**TO DO**
Write out nothing but the lines from the one containing "Where in this photo can the towel ring" through the last line below, both included, and without the pictures.

**GIVEN DATA**
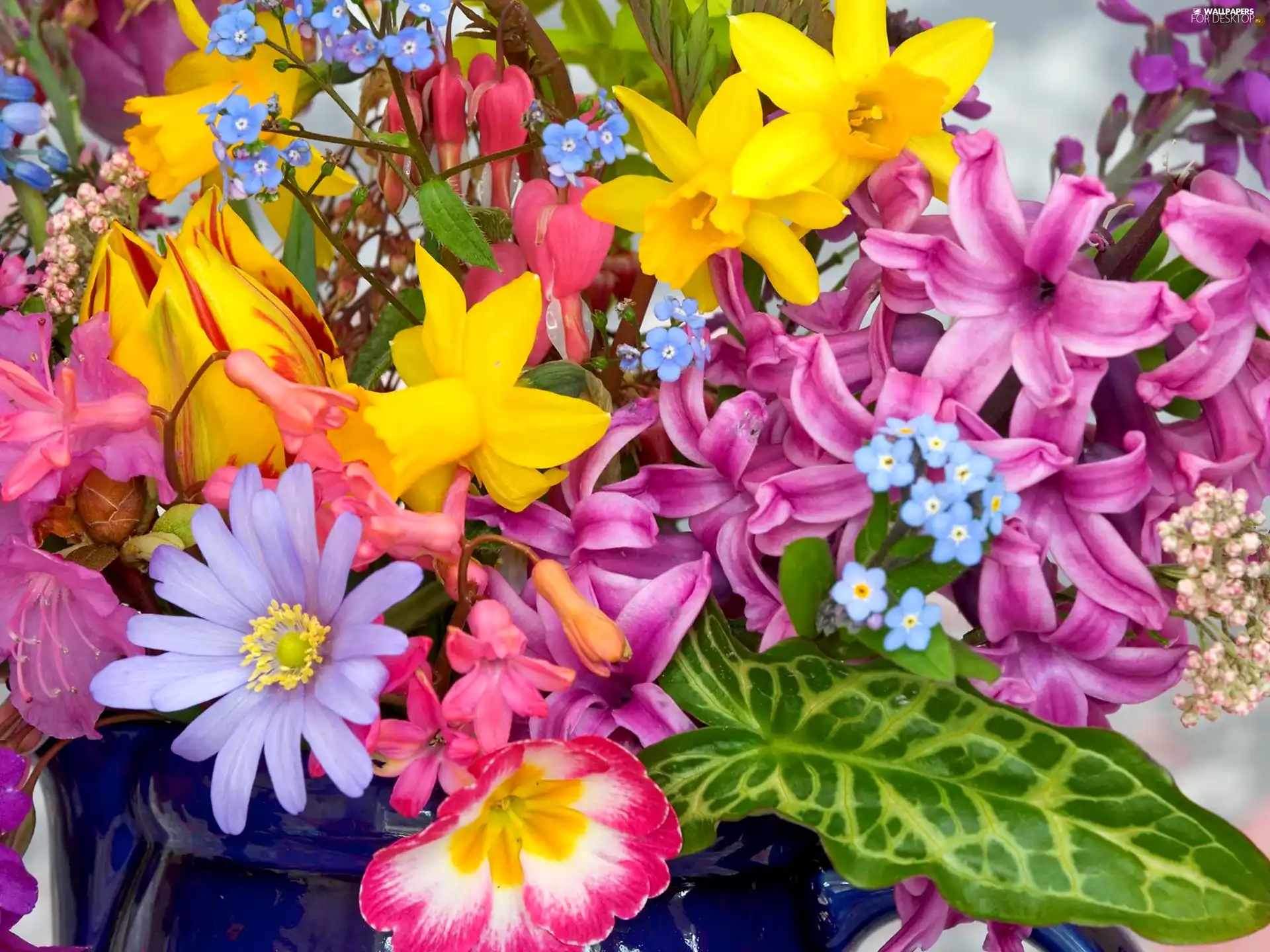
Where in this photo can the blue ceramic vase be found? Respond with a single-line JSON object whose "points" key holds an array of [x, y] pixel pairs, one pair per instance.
{"points": [[139, 866]]}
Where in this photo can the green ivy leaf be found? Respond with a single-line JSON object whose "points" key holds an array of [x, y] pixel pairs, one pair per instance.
{"points": [[1014, 819], [447, 218], [376, 354], [300, 252], [807, 574], [873, 534]]}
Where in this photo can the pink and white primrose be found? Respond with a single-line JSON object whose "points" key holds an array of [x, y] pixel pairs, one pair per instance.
{"points": [[553, 842]]}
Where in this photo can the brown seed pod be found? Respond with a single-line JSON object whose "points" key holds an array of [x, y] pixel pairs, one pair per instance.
{"points": [[110, 509]]}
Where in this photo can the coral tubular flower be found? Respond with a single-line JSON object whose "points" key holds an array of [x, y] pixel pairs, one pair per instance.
{"points": [[850, 111], [216, 288], [553, 842], [698, 211], [272, 635], [593, 636], [461, 404]]}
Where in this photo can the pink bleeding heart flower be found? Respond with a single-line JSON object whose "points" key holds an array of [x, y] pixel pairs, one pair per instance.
{"points": [[499, 681]]}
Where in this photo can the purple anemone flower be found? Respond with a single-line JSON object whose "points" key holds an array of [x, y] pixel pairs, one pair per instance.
{"points": [[272, 634]]}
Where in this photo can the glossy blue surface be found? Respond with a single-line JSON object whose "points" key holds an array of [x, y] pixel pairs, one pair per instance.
{"points": [[140, 867]]}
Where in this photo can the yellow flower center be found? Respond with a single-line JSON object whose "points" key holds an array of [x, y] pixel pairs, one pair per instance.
{"points": [[284, 647], [526, 814]]}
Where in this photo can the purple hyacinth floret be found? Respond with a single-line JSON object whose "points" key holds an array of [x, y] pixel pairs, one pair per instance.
{"points": [[272, 634]]}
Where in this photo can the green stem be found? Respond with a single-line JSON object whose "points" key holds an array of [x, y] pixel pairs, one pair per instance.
{"points": [[320, 222], [1126, 172]]}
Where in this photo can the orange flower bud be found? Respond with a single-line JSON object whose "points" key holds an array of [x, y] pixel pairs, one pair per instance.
{"points": [[595, 637]]}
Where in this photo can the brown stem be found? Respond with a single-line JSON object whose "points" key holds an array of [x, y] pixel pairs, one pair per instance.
{"points": [[169, 427]]}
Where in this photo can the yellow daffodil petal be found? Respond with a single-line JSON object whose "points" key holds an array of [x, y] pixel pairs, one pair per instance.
{"points": [[669, 143], [730, 120], [443, 333], [426, 427], [860, 44], [429, 493], [539, 428], [939, 158], [788, 155], [511, 487], [810, 208], [622, 201], [952, 52], [499, 334], [788, 264], [700, 287], [794, 73]]}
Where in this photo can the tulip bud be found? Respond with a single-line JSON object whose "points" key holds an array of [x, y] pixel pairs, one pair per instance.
{"points": [[593, 636], [110, 509], [1114, 122]]}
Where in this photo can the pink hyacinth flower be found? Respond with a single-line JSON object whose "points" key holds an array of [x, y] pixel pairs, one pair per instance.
{"points": [[499, 681], [554, 842], [64, 625], [302, 413]]}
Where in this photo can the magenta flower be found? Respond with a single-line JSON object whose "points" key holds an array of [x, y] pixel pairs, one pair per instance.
{"points": [[499, 681], [272, 635], [1020, 292], [58, 426], [64, 623]]}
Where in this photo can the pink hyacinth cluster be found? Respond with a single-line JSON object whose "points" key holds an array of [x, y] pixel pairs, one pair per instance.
{"points": [[1226, 592], [75, 229]]}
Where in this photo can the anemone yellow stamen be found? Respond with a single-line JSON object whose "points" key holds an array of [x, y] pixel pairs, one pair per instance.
{"points": [[284, 647]]}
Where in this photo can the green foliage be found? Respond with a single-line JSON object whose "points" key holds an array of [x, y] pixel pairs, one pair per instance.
{"points": [[448, 220], [376, 356], [300, 252], [807, 574], [1014, 819]]}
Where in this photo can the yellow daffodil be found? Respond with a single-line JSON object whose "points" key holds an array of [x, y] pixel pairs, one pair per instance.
{"points": [[698, 212], [850, 111], [461, 404], [216, 288]]}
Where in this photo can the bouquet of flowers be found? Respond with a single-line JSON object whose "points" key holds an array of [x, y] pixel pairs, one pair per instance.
{"points": [[869, 522]]}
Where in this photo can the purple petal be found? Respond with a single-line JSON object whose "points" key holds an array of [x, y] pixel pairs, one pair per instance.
{"points": [[657, 619], [229, 561], [234, 774], [337, 560], [182, 634], [190, 584], [614, 521], [210, 731], [376, 594], [282, 750], [337, 748], [1071, 212], [730, 440]]}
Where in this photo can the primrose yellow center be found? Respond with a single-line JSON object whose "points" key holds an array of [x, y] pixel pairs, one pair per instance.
{"points": [[284, 648], [526, 814]]}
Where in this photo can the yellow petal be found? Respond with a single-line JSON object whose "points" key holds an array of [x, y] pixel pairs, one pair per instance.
{"points": [[443, 333], [730, 120], [789, 266], [669, 143], [499, 334], [426, 427], [786, 155], [939, 158], [539, 428], [860, 44], [954, 52], [794, 73], [622, 201], [429, 493], [810, 208], [509, 485], [192, 23]]}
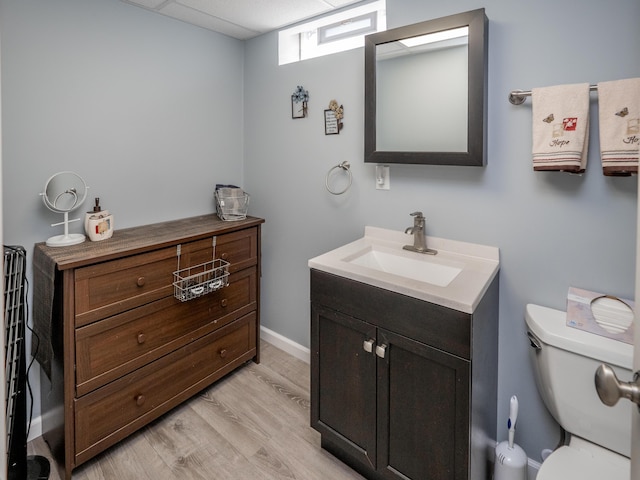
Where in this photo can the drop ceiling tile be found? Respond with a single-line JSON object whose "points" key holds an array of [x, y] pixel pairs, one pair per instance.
{"points": [[209, 22], [146, 3], [260, 15]]}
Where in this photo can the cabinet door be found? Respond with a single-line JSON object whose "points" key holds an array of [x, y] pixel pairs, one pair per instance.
{"points": [[423, 411], [343, 391]]}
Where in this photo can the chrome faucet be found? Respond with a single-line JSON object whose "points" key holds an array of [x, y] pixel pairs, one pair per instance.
{"points": [[419, 239]]}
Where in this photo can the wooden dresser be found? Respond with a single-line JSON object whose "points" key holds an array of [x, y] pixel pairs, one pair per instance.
{"points": [[124, 349]]}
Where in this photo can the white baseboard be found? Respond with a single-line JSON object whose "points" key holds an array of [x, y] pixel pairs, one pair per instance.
{"points": [[283, 343], [35, 430], [532, 469]]}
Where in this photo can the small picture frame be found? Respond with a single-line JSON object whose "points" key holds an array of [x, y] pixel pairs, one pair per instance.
{"points": [[298, 108], [299, 100], [331, 123]]}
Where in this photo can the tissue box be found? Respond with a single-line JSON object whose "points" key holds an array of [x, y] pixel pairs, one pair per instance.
{"points": [[612, 319]]}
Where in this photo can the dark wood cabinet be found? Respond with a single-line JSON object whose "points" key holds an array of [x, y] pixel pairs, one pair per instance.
{"points": [[401, 388], [125, 349]]}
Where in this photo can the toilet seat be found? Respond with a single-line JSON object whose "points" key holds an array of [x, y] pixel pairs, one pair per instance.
{"points": [[582, 460]]}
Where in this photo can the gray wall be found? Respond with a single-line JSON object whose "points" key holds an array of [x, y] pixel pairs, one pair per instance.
{"points": [[153, 112], [147, 109], [553, 230]]}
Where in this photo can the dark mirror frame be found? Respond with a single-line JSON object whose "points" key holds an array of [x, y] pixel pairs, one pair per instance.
{"points": [[477, 81]]}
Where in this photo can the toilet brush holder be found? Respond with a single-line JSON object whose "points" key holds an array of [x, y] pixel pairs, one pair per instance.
{"points": [[510, 462]]}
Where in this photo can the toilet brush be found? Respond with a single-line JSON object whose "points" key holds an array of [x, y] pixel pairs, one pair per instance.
{"points": [[510, 460]]}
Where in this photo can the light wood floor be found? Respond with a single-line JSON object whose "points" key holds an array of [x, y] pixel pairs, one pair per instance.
{"points": [[253, 425]]}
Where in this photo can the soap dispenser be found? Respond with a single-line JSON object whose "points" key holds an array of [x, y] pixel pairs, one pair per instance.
{"points": [[98, 224]]}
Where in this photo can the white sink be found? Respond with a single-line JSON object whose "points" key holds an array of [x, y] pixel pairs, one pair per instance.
{"points": [[457, 277], [421, 268]]}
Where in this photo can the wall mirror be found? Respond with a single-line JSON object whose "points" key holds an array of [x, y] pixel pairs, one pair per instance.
{"points": [[64, 192], [425, 92]]}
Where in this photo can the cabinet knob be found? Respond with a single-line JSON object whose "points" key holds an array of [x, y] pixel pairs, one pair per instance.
{"points": [[368, 345]]}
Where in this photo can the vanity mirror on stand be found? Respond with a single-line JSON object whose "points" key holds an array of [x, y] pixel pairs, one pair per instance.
{"points": [[425, 92], [64, 192]]}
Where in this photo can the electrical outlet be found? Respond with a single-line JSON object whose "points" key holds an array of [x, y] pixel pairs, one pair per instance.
{"points": [[383, 182]]}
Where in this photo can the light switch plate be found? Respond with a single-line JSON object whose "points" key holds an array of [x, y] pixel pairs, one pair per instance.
{"points": [[383, 182]]}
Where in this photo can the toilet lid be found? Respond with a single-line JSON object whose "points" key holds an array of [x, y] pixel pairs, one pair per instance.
{"points": [[568, 463]]}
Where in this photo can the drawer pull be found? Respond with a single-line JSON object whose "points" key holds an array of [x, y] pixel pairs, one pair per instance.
{"points": [[368, 345], [381, 350]]}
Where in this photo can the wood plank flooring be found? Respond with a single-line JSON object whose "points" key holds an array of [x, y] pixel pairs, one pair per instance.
{"points": [[253, 425]]}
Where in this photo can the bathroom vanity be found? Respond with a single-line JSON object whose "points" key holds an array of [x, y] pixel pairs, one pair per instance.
{"points": [[404, 387], [125, 349]]}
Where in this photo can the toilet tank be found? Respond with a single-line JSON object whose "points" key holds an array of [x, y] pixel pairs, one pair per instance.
{"points": [[565, 360]]}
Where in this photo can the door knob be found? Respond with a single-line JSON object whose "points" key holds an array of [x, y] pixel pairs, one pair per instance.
{"points": [[610, 389]]}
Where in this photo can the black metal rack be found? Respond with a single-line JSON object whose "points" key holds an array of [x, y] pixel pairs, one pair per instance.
{"points": [[19, 466], [15, 368]]}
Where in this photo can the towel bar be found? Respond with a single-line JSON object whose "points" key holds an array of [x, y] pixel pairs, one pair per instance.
{"points": [[517, 97]]}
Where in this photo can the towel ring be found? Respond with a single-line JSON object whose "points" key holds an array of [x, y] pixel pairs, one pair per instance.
{"points": [[347, 168]]}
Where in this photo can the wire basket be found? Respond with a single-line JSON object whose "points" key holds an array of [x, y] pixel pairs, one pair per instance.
{"points": [[231, 204], [196, 281]]}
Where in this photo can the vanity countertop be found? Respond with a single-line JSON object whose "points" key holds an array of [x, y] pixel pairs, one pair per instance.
{"points": [[477, 265]]}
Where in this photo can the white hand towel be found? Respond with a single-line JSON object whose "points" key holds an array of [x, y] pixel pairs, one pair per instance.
{"points": [[619, 112], [560, 127]]}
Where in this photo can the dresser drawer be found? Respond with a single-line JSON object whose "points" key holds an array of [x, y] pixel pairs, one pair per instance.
{"points": [[111, 287], [112, 412], [115, 346], [108, 288], [240, 249]]}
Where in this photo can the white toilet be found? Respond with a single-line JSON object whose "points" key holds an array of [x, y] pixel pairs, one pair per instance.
{"points": [[565, 360]]}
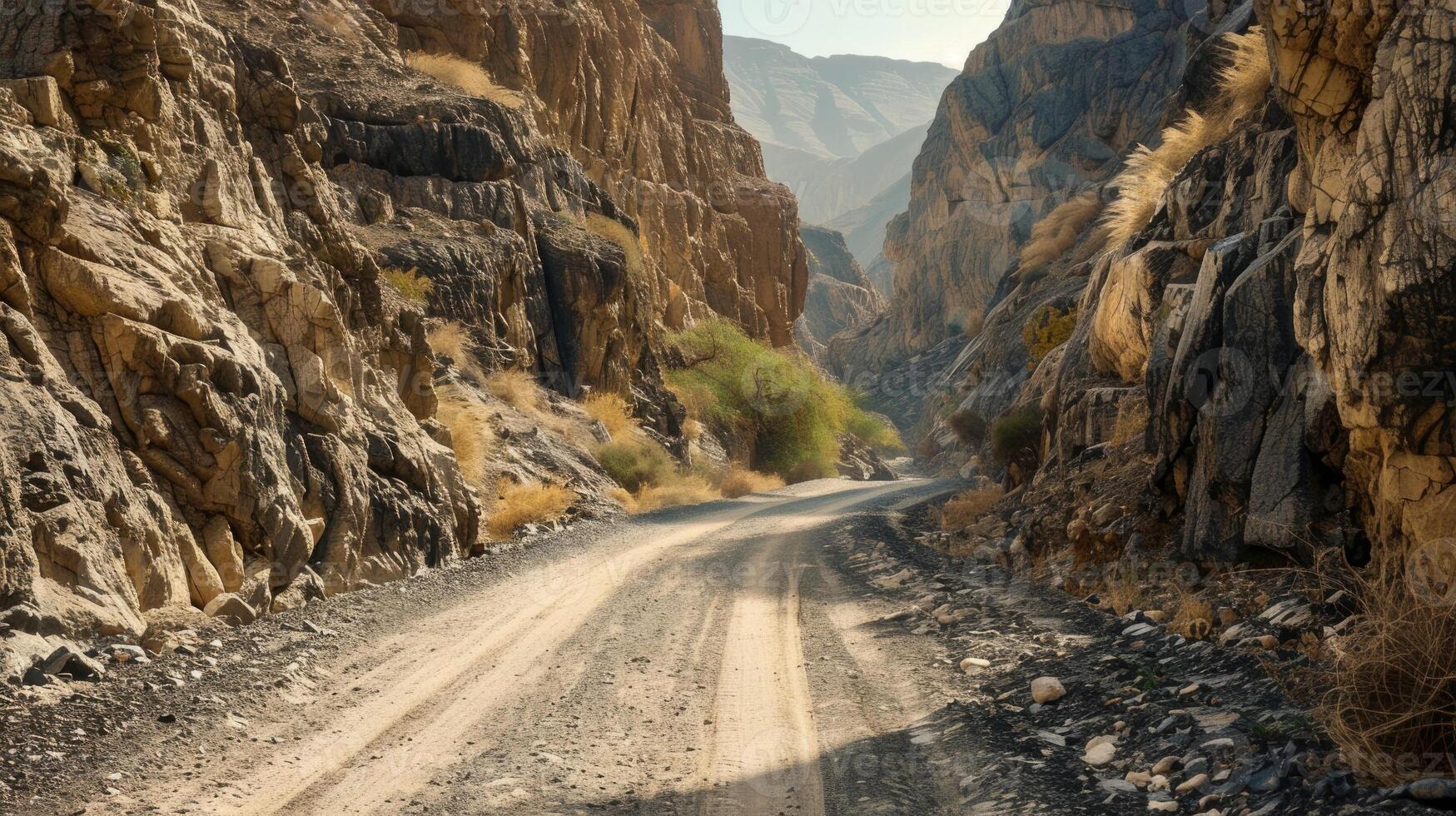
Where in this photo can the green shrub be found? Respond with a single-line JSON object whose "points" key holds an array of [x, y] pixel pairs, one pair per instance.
{"points": [[1016, 439], [968, 425], [1047, 328], [635, 464], [789, 410]]}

**WRITTEN RESPONSE**
Where in this photo can the towel ring be found? Respond with a single-line JSON object whose "points" key holds an array of [x, y] pixel pairs, one pair per instance.
{"points": [[347, 168]]}
Where in this photo can the wire basket be found? Respond with a single-line JSON object whose "points" key holds an array of [x, y] pixel pairs, one pair per instance.
{"points": [[231, 204], [196, 281]]}
Where in this photo can the vanity countertop be found? Respond with a single-line JSON object whose "points" key holds an array of [x, y] pixel pairs, one pair per instance.
{"points": [[477, 265]]}
Where in this photo can the white hand towel be found? Respond with a single-line JSON object whose "points" key holds an array of [x, y] pixel pairs, one pair per instance.
{"points": [[619, 112], [560, 127]]}
Where in this photo can the dresser drawer be found? Respond with a single-line JSON object whose "points" key holds an array of [x, y] pixel pairs, one pair per instance.
{"points": [[111, 287], [112, 412], [115, 346], [108, 288], [240, 249]]}
Where in this photo can the white toilet be found? Respond with a single-line JSON object whose "points" key holds an array of [x, y] pixel pairs, one pair per instance.
{"points": [[565, 360]]}
Where in this photo can the green shrub be found? Respond with a single-line JSON object whose "points" key holds an array of [x, y] pixel pairs, one pair per instance.
{"points": [[1016, 439], [968, 425], [1047, 328], [635, 464], [789, 410]]}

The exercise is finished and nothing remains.